ПРЕДОСТАВЛЕННЫЙ ОТРЫВОК:
==========

Я бы не стал называть это постмодернизмом, который как будто болеет принципиальной шизофренией, когда один его лик обращен к так называемой элите, а другой — к так называемой толпе. Словно святилище с двумя алтарями: бестелесные жертвы от благородных и тяжелые, грубые, скотские туши — подношения от ревущего плебса. В случае Харитонова перед нами нечто иное, более прихотливое, индивидуально-извращенное, надменное, горячечное, предсмертное, загнанное, властное, доверчивое, потаенное (как долго и безответственно можно говорить в среднем роде!). Нечто такое, что возвращает к чистым колодцам старинных историй о сладострастном грехе и умиленном раскаянии (или без оного), сюрреалистически скрещенных с «красивым» или «непристойным» языком позднебрежневской имперской необуржуазности, а потому результат получался также и поп-культурным. Он этот результат предвидел и рассчитывал на него.

==========

ЗАДАНИЕ A: Можете изложить суть отрывка в двух предложениях?
ЗАДАНИЕ B: Воспроизведите часть отрывка: начните с места, где стоят слова «Я бы не стал», и остановитесь после слов «рассчитывал на него.».

[Строки с указанием на названные объекты]

==========

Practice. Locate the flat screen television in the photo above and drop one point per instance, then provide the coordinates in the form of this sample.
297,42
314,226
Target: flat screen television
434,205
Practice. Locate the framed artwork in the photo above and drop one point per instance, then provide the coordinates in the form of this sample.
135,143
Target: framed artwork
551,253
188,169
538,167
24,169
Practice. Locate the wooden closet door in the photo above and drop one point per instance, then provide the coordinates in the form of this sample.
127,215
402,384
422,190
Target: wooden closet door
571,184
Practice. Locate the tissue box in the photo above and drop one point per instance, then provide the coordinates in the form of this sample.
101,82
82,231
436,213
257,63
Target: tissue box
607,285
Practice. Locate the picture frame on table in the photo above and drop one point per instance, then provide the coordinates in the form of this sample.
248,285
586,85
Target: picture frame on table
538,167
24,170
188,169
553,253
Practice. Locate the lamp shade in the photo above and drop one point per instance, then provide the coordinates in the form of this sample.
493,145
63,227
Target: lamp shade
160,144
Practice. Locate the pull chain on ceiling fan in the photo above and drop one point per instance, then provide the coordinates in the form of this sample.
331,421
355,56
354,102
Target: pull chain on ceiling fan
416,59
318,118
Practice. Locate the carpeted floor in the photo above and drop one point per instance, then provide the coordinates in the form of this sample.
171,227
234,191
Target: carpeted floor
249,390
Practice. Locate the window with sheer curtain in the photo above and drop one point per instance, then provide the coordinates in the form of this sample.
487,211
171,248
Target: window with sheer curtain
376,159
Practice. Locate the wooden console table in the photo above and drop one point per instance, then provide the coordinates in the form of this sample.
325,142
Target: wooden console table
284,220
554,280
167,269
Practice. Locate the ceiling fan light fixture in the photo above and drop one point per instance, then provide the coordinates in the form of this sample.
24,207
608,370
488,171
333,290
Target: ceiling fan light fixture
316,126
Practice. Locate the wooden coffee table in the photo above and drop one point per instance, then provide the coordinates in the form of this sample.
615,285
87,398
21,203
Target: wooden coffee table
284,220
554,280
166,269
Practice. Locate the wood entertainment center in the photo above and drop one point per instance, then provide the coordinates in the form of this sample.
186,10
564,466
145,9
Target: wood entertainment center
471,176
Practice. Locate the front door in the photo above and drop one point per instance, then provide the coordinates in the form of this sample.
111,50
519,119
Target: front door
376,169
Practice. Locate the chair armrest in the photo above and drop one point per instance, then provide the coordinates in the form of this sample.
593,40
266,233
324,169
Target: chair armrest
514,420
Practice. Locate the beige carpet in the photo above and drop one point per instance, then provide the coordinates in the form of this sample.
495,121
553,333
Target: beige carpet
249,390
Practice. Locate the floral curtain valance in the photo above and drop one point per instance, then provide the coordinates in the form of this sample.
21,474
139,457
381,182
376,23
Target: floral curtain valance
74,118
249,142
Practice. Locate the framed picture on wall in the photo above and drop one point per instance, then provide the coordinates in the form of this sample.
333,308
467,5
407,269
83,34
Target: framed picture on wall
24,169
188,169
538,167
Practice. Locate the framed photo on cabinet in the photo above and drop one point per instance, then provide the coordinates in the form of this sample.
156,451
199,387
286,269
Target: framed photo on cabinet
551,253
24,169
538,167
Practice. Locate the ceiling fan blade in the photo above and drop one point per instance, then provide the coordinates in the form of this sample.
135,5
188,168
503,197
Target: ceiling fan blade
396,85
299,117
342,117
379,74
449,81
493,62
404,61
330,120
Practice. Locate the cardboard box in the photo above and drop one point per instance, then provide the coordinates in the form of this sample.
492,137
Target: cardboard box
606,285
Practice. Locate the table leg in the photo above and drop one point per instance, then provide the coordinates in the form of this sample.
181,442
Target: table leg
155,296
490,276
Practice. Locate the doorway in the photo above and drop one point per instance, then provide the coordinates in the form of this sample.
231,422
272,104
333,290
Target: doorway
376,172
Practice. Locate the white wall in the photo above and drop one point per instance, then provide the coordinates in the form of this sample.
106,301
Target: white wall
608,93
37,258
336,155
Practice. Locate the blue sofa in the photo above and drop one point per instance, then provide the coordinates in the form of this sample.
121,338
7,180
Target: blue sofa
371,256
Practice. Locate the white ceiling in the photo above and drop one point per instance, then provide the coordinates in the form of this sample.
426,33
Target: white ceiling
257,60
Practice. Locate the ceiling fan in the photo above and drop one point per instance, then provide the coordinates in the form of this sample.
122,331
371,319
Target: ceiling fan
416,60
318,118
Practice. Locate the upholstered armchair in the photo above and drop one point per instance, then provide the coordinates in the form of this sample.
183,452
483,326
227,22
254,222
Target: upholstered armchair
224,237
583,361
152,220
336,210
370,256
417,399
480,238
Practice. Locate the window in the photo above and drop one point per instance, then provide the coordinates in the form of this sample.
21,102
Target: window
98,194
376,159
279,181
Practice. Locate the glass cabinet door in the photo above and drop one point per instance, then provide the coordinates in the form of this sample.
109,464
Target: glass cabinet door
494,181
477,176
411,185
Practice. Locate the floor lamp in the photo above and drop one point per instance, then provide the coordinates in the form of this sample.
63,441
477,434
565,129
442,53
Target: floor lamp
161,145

==========

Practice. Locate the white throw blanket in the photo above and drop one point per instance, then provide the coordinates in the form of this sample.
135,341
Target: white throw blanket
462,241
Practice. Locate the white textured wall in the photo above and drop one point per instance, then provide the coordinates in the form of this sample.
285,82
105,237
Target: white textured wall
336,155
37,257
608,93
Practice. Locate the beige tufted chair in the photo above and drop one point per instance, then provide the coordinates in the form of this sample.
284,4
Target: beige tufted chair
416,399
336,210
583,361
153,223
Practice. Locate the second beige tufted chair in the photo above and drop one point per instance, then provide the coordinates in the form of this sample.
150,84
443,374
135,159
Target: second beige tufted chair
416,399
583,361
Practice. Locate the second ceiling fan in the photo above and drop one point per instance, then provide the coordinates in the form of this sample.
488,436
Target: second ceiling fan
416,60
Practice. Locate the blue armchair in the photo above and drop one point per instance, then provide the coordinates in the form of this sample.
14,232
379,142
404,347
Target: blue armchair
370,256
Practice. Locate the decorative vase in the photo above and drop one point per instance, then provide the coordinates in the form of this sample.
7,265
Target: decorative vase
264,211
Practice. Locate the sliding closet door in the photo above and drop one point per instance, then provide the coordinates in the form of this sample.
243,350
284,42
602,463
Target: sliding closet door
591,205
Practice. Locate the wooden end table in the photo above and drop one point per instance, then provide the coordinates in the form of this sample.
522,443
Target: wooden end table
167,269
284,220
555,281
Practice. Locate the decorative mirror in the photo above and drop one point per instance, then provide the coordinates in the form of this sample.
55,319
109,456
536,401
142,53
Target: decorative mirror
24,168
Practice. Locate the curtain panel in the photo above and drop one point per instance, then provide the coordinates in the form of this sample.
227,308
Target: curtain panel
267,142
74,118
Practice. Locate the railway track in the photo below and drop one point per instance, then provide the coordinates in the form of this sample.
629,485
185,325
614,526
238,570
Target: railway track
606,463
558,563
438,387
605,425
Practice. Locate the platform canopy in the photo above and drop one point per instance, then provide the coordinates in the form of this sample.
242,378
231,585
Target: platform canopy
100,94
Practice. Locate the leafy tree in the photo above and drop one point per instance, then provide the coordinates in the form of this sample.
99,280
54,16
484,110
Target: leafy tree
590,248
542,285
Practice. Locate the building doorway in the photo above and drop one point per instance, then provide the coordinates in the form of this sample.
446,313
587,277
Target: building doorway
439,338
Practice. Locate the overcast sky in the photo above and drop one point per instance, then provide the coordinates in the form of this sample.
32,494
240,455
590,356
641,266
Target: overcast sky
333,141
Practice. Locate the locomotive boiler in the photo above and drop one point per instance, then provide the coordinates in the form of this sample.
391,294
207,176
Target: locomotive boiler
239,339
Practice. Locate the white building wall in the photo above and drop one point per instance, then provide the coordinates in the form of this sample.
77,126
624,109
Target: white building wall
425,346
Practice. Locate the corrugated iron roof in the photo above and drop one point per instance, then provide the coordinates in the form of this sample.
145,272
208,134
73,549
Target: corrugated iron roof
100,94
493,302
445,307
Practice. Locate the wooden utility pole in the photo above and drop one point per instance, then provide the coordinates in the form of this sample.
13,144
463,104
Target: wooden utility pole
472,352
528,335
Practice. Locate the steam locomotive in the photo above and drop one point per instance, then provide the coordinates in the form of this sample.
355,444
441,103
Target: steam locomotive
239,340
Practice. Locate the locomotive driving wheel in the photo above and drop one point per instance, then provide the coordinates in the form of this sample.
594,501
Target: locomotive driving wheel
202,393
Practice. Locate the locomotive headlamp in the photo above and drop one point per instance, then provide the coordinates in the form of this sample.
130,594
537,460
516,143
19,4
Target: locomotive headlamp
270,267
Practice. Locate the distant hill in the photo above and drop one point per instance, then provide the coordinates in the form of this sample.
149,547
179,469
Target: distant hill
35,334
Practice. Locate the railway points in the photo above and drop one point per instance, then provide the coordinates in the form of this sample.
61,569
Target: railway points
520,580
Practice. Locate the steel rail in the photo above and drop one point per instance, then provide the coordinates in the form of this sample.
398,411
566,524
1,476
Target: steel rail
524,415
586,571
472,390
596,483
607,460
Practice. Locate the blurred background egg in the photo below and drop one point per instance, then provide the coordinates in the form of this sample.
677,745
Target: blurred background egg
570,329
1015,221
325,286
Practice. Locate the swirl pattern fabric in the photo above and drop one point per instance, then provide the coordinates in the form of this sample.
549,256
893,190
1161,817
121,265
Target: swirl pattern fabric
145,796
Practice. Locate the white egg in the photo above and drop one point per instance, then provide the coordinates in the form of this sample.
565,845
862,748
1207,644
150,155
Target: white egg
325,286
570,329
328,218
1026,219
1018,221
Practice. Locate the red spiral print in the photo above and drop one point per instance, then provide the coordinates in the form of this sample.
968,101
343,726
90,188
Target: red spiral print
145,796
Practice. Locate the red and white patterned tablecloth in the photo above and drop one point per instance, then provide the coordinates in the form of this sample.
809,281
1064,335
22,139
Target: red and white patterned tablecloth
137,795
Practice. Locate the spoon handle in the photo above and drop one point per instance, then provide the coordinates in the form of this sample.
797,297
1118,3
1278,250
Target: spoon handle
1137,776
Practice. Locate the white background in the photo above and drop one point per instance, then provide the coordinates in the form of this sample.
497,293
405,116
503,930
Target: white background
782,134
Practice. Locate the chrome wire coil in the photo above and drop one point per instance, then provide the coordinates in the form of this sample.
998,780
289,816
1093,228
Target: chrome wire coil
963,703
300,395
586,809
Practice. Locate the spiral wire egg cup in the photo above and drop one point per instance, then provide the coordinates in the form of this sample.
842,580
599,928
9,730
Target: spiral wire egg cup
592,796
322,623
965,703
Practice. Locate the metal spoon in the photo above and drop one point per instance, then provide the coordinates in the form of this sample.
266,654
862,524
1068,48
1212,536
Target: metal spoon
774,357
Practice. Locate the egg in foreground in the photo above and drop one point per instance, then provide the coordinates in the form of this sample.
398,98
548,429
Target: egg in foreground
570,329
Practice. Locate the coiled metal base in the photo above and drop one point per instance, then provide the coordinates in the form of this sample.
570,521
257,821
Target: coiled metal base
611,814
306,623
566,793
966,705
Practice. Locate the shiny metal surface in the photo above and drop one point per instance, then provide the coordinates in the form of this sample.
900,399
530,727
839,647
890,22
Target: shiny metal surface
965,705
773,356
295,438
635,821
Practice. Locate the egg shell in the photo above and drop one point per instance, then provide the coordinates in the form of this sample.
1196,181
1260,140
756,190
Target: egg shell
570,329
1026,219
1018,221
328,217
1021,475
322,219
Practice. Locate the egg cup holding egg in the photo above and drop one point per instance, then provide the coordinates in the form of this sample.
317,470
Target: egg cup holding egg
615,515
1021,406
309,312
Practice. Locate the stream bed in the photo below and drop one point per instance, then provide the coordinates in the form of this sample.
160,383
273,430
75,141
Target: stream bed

==========

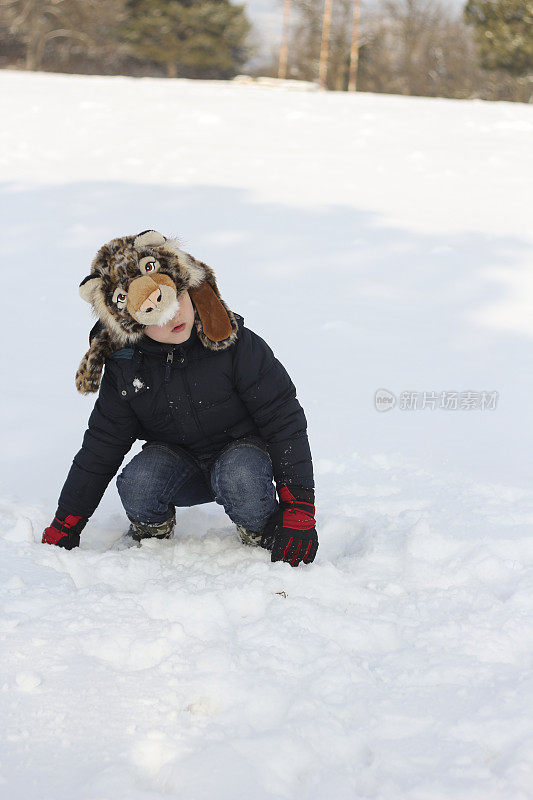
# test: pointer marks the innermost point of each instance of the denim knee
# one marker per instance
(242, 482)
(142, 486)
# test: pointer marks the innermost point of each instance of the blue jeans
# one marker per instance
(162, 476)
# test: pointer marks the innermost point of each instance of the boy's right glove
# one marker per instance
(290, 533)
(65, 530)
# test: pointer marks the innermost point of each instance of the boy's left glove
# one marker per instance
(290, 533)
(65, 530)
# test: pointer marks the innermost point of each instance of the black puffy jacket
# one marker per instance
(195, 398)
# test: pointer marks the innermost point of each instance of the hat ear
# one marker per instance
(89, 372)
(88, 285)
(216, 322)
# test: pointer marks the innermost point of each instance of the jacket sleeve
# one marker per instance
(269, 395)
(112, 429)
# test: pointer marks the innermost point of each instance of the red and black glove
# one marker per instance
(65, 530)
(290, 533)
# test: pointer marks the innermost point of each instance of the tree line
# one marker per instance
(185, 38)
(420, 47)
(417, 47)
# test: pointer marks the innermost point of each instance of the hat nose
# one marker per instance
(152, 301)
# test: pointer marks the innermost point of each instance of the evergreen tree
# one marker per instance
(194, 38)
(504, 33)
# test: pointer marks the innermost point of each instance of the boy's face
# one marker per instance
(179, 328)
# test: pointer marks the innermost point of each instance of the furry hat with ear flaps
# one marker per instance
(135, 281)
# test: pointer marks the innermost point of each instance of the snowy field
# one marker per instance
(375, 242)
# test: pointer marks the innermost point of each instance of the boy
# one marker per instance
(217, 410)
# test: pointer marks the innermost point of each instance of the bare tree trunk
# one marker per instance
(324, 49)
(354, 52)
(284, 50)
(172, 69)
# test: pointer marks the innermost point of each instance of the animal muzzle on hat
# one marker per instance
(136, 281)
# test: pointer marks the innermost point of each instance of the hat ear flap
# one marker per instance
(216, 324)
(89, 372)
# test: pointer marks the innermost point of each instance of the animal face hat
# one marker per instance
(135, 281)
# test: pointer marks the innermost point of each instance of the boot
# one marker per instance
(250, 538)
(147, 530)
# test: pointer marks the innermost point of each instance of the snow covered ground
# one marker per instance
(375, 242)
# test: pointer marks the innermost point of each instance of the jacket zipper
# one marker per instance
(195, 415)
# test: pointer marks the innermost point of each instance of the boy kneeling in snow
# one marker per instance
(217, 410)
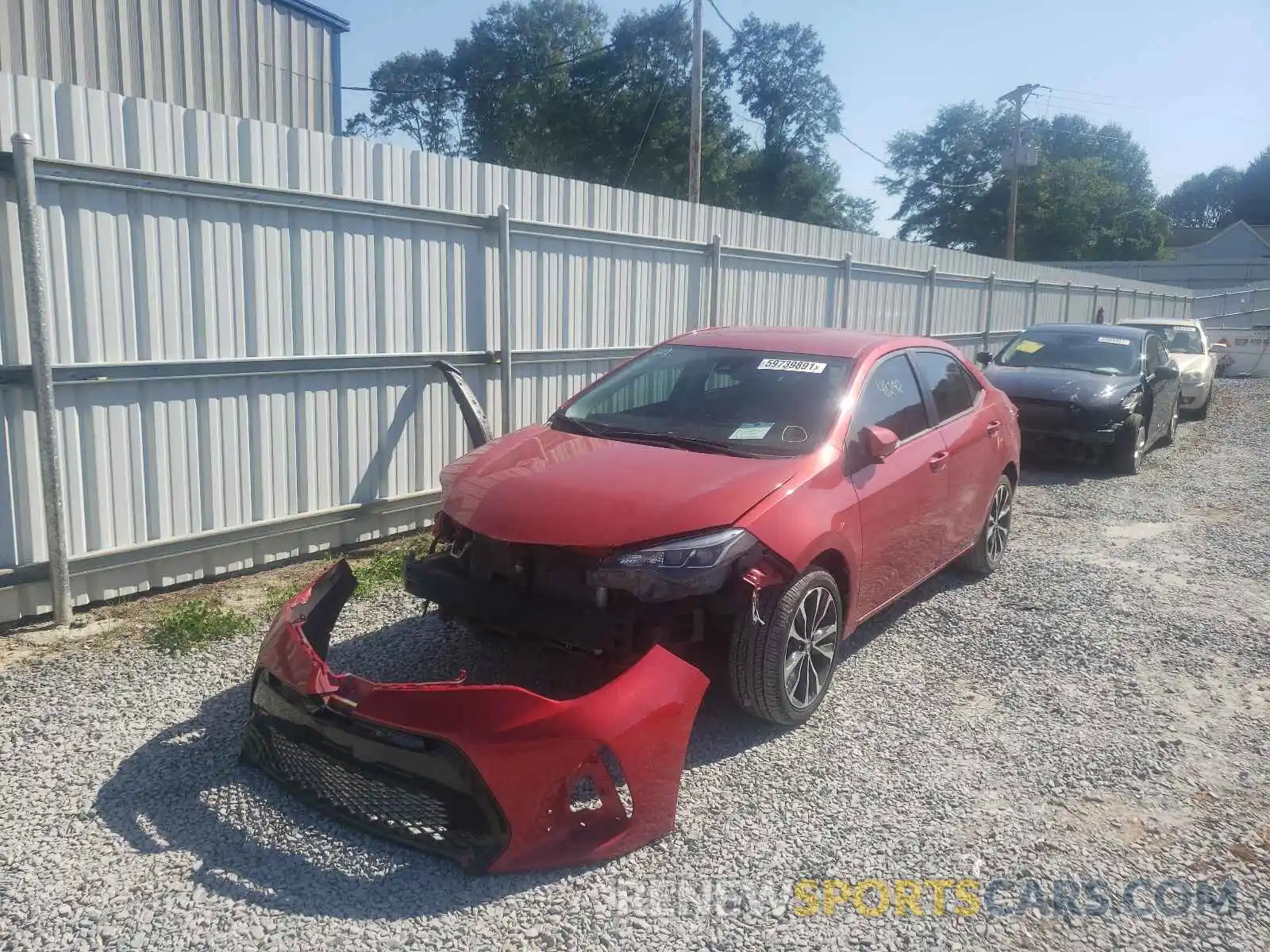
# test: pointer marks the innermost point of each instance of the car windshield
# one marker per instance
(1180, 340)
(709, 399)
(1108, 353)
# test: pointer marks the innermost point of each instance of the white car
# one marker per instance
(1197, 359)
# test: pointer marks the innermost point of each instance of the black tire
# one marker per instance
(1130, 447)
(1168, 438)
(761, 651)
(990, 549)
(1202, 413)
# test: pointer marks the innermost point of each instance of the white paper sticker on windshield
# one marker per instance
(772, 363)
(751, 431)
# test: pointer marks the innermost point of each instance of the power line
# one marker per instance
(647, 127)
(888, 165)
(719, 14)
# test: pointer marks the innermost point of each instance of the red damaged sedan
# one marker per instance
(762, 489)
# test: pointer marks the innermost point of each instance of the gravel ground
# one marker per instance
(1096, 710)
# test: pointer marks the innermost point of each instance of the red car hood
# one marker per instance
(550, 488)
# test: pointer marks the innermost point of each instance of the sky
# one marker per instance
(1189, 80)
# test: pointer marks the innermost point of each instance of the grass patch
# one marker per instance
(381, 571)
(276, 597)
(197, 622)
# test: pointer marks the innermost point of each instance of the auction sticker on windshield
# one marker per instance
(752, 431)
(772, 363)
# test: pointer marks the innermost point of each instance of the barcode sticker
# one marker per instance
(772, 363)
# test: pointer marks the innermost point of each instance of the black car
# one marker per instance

==========

ОТВЕТ A: Автор не стал бы называть это постмодернизмом, который обращен одновременно к элите и к толпе, словно святилище с двумя алтарями. В случае Харитонова перед нами нечто более прихотливое и индивидуальное: оно возвращает к старинным историям о грехе и раскаянии, скрещенным с языком позднебрежневской имперской необуржуазности, поэтому результат получался и поп-культурным, и Харитонов это предвидел и на это рассчитывал.

ОТВЕТ B:
Я бы не стал называть это постмодернизмом, который как будто болеет принципиальной шизофренией, когда один его лик обращен к так называемой элите, а другой — к так называемой толпе. Словно святилище с двумя алтарями: бестелесные жертвы от благородных и тяжелые, грубые, скотские туши — подношения от ревущего плебса. В случае Харитонова перед нами нечто иное, более прихотливое, индивидуально-извращенное, надменное, горячечное, предсмертное, загнанное, властное, доверчивое, потаенное (как долго и безответственно можно говорить в среднем роде!). Нечто такое, что возвращает к чистым колодцам старинных историй о сладострастном грехе и умиленном раскаянии (или без оного), сюрреалистически скрещенных с «красивым» или «непристойным» языком позднебрежневской имперской необуржуазности, а потому результат получался также и поп-культурным. Он этот результат предвидел и рассчитывал на него.